BRIEF: Copy out every line below that contains the string "hands". Treat uppercase and lowercase letters as different.

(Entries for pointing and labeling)
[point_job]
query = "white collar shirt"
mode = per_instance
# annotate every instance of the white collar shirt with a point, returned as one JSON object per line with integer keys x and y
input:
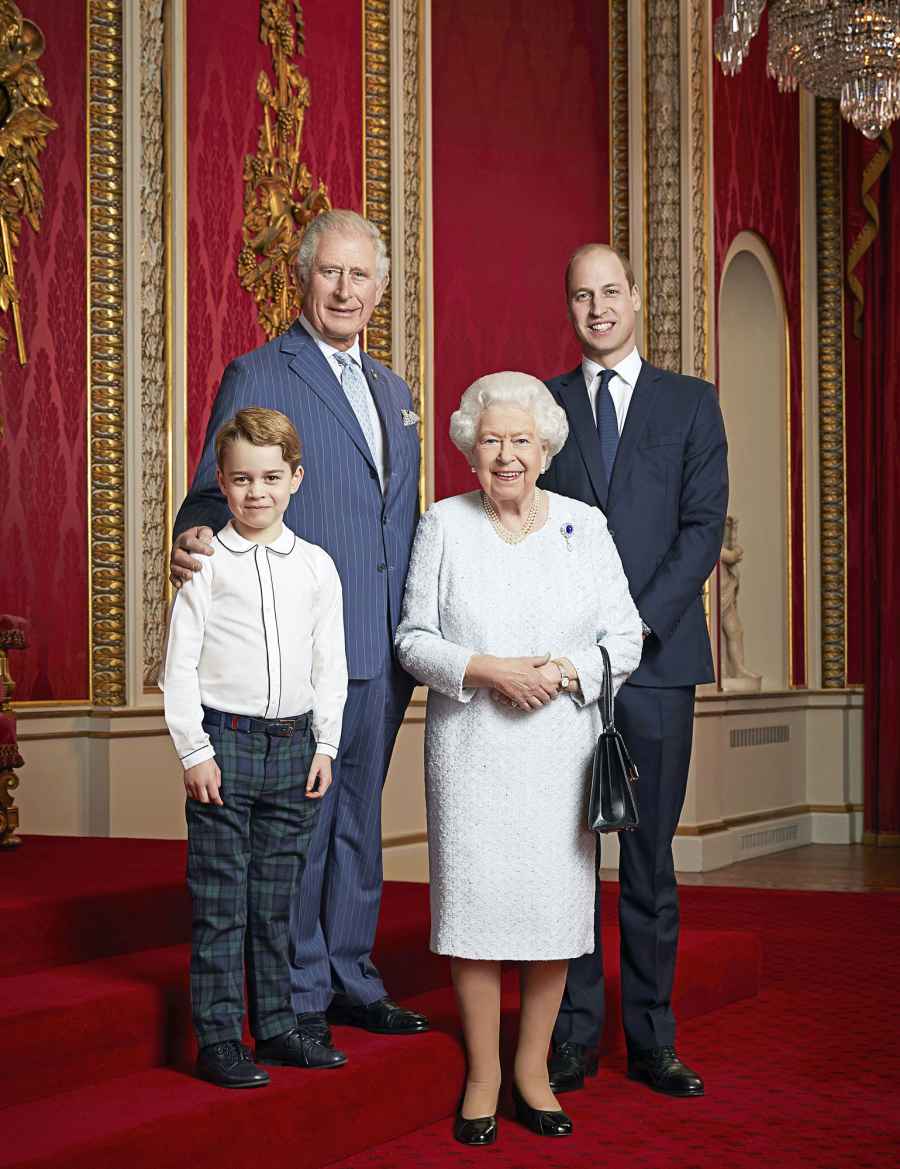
{"x": 331, "y": 355}
{"x": 621, "y": 387}
{"x": 258, "y": 631}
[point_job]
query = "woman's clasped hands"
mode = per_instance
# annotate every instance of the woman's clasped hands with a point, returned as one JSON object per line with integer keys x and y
{"x": 521, "y": 683}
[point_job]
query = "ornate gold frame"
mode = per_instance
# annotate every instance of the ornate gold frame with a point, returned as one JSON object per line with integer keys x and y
{"x": 618, "y": 128}
{"x": 832, "y": 455}
{"x": 663, "y": 182}
{"x": 105, "y": 296}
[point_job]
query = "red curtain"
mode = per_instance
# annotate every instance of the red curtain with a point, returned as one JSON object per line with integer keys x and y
{"x": 872, "y": 393}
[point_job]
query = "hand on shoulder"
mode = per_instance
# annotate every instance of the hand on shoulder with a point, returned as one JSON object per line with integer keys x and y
{"x": 192, "y": 543}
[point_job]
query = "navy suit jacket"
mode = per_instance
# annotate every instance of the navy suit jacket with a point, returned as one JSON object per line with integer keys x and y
{"x": 339, "y": 505}
{"x": 665, "y": 507}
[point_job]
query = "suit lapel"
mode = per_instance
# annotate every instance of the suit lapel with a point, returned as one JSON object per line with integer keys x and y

FINAL RESULT:
query = "woman's clasped hands"
# annotate every instance of the woman's clasped hands with a point, returned as one JSON object per line with integer keys x and y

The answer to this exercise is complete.